What is expected: Every record below must be set down again exactly as given.

--

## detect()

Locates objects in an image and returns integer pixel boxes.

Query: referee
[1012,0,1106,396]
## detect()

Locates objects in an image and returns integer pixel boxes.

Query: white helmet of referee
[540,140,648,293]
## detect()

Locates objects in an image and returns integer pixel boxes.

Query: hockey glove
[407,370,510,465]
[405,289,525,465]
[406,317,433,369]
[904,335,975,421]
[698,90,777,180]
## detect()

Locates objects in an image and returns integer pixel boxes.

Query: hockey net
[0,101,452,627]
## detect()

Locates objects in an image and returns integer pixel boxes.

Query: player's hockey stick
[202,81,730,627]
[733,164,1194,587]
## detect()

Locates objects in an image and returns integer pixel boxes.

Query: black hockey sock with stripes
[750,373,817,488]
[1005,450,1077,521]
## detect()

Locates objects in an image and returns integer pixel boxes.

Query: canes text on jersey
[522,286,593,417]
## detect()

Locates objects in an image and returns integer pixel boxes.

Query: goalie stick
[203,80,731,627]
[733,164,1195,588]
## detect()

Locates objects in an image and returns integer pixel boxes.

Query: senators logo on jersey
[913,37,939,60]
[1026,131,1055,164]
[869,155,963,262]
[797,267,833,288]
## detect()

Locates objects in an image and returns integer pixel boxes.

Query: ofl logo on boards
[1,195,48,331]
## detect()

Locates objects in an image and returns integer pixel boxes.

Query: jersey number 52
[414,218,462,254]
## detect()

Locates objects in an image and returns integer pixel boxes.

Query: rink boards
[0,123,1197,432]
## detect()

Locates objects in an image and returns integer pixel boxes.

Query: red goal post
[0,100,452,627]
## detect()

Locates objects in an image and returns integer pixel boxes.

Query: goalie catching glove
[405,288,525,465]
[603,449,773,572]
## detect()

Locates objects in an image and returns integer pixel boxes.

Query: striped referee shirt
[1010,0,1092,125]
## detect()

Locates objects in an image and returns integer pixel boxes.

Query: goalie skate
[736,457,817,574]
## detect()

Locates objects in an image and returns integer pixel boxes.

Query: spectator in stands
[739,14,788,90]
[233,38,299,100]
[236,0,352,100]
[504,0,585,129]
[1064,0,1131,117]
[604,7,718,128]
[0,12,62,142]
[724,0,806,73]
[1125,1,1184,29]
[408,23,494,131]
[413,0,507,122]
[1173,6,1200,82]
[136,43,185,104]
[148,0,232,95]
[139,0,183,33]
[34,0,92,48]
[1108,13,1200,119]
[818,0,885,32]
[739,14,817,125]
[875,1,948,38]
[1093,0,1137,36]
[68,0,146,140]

--

Answer box:
## detect()

Locates objects in an image and returns integer pixel boxes.

Query: referee
[1012,0,1106,396]
## detect()

Locates objects in an image and returns integer pixel boxes.

Query: white helmet of referee
[540,140,648,293]
## detect()

Locates objects in an image and returns integer pixel boxes.

Query: hockey glove
[407,370,510,465]
[405,289,525,465]
[406,317,433,369]
[904,335,975,421]
[698,90,777,180]
## detect()

Locates objects in an image and returns integer pixel boxes.

Query: hockey net
[0,101,452,627]
## detect()

Locates objects in an image and returns integer pixel boxes.

Query: player's hockey stick
[202,81,730,627]
[733,164,1194,587]
## detect()

Locates objects in an image and returns integer pixel boxes.

Query: black hockey sock with stripes
[750,373,817,488]
[1005,450,1077,521]
## detect()

Locates objects in an image and returns integer pixel boxes.

Query: canes text on jersey
[522,286,593,417]
## detect()

Locates objects in an image and returns integer pixel boxes.

Query: goalie stick
[203,80,731,627]
[733,164,1195,588]
## detect()

Locates objects in an image and returns integer pixel boxes.

Query: senators logo on jersey
[913,37,939,60]
[1026,131,1055,164]
[869,155,963,262]
[797,267,833,288]
## detect()

Locates objects in an image and returns integer pixel boxes.

Query: ofl logo on boards
[1,195,48,331]
## detect()

Locates objects in an image and returns integer pixel boxes.

Query: jersey number 52
[414,218,462,254]
## detect()

Locates objects in an image and returns integer pixel boxes.

Query: rink boards
[0,123,1197,432]
## detect()

Locates objects in an image and returns integer pixel boxes.

Query: red goal post
[0,100,452,627]
## detect()

Locates objects in an image and returns integer pixel boxes.

Query: goalie catching glove
[405,288,525,465]
[603,449,773,572]
## detect()

Locates objects in an image and returns integer pixel boxes.

Query: striped referee shirt
[1010,0,1092,125]
## detect()

Locates objects in an image and returns integer pixel boxes.

Query: goalie skate
[736,457,817,574]
## detect()

Locates objects in an image and returns integer pixel boxes.

Query: spectator in stands
[739,14,788,90]
[233,38,299,100]
[236,0,352,100]
[504,0,585,129]
[1064,0,1131,117]
[604,7,718,128]
[0,12,62,142]
[724,0,806,73]
[1125,1,1184,29]
[408,23,494,131]
[413,0,507,122]
[1173,6,1200,82]
[136,43,185,104]
[148,0,232,95]
[139,0,183,33]
[34,0,92,48]
[1108,13,1200,119]
[818,0,885,32]
[739,14,817,125]
[875,1,948,38]
[1093,0,1137,36]
[68,0,146,140]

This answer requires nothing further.